STATED EXERCISE →
Gather every line below that contains the word "body" and copy each one in full. Case counts.

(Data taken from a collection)
• • •
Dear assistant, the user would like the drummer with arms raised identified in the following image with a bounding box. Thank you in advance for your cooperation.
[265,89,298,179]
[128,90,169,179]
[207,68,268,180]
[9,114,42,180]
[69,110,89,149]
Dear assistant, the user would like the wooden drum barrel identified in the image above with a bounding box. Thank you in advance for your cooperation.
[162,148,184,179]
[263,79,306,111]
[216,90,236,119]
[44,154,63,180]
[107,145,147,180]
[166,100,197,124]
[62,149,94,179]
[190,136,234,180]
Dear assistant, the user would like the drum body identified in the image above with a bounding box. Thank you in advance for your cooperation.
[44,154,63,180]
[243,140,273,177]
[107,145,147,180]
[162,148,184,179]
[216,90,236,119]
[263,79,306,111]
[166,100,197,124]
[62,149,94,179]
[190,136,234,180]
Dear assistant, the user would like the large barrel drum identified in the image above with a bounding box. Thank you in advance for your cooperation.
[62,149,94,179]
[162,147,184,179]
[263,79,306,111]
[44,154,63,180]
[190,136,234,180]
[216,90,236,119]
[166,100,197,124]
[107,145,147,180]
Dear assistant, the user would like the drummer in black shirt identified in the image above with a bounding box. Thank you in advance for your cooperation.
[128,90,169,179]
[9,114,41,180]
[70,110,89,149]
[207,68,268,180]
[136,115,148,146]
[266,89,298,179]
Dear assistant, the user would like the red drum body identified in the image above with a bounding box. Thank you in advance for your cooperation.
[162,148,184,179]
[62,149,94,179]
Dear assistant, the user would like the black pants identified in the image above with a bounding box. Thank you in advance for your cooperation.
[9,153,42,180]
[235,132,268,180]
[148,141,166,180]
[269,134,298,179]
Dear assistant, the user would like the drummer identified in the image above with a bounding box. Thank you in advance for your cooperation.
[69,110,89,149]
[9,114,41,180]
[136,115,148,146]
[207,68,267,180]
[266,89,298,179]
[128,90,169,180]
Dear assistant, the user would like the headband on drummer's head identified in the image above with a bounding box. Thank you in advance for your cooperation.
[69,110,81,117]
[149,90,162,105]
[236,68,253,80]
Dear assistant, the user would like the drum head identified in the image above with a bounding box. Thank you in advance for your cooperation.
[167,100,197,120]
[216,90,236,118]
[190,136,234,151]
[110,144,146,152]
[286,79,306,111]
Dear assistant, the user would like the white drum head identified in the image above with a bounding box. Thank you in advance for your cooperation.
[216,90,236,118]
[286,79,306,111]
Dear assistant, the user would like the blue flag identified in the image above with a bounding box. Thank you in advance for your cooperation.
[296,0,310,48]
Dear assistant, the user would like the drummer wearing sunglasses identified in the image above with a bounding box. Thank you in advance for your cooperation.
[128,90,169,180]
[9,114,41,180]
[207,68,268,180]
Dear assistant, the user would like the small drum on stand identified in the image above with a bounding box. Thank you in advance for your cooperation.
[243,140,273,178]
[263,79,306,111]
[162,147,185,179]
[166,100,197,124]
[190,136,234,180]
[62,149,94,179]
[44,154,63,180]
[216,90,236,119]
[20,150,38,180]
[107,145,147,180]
• • •
OUTPUT OF THE TASK →
Dear assistant, the user would like the drum body identified in the image above with a bounding box. Thank you in advance for your cooperation.
Dear assistant, the user would like the red drum body identified in the image above with a bounding box. Thank you in advance for your cooperation.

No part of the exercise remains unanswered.